Trecho de origem –

A due diligence anticorrupção de terceiros é recomendada sempre que houver a contratação de fornecedores e de outros terceiros, como associações, patrocínios e doações, por exemplo. Ao conduzir uma due diligence anticorrupção nos seus fornecedores ou terceirizados, o escritório minimiza os seus riscos de corrupção.
A due diligence está de olho nos riscos que os futuros sócios ou novas incorporadoras podem trazer ao escritório. Portanto, nas estruturações societárias, ela procura verificar se a target (empresa alvo), ou os futuros sócios, possuem riscos ou casos concretos de corrupção antes de se concretizar a operação societária. A Lei 12.846/13 é clara ao estabelecer a responsabilidade sucessória da empresa adquirente, mas, no caso dos escritórios de advocacia, essa nova aquisição societária poderá influenciar positiva ou negativamente na credibilidade da sociedade, tornando a due diligence ainda mais necessária.
Tratam-se das etapas que dão suporte aos escritórios para medir a capacidade e a efetividade de seus procedimentos internos. Assim, é possível identificar possíveis falhas para aprimoramento de tais controles.

O que se espera – No trecho de origem, reescreva a parte que começa nas palavras "Tratam-se das etapas" e termina em "de tais controles.", substituindo "procedimentos internos" por "processos internos".

Dados fornecidos –
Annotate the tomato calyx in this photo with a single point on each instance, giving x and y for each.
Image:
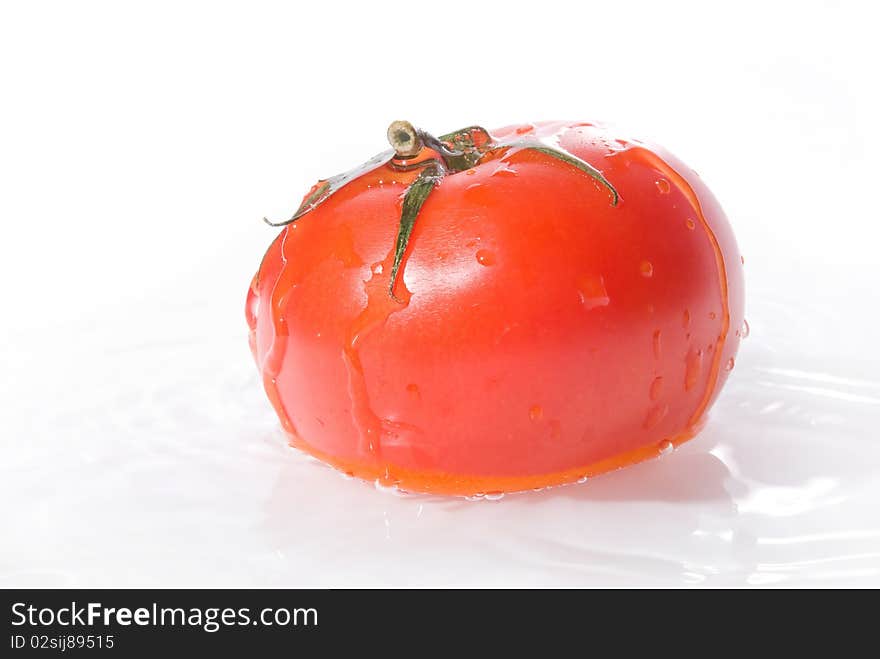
(436, 157)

Resposta final –
Tratam-se das etapas que dão suporte aos escritórios para medir a capacidade e a efetividade de seus processos internos. Assim, é possível identificar possíveis falhas para aprimoramento de tais controles.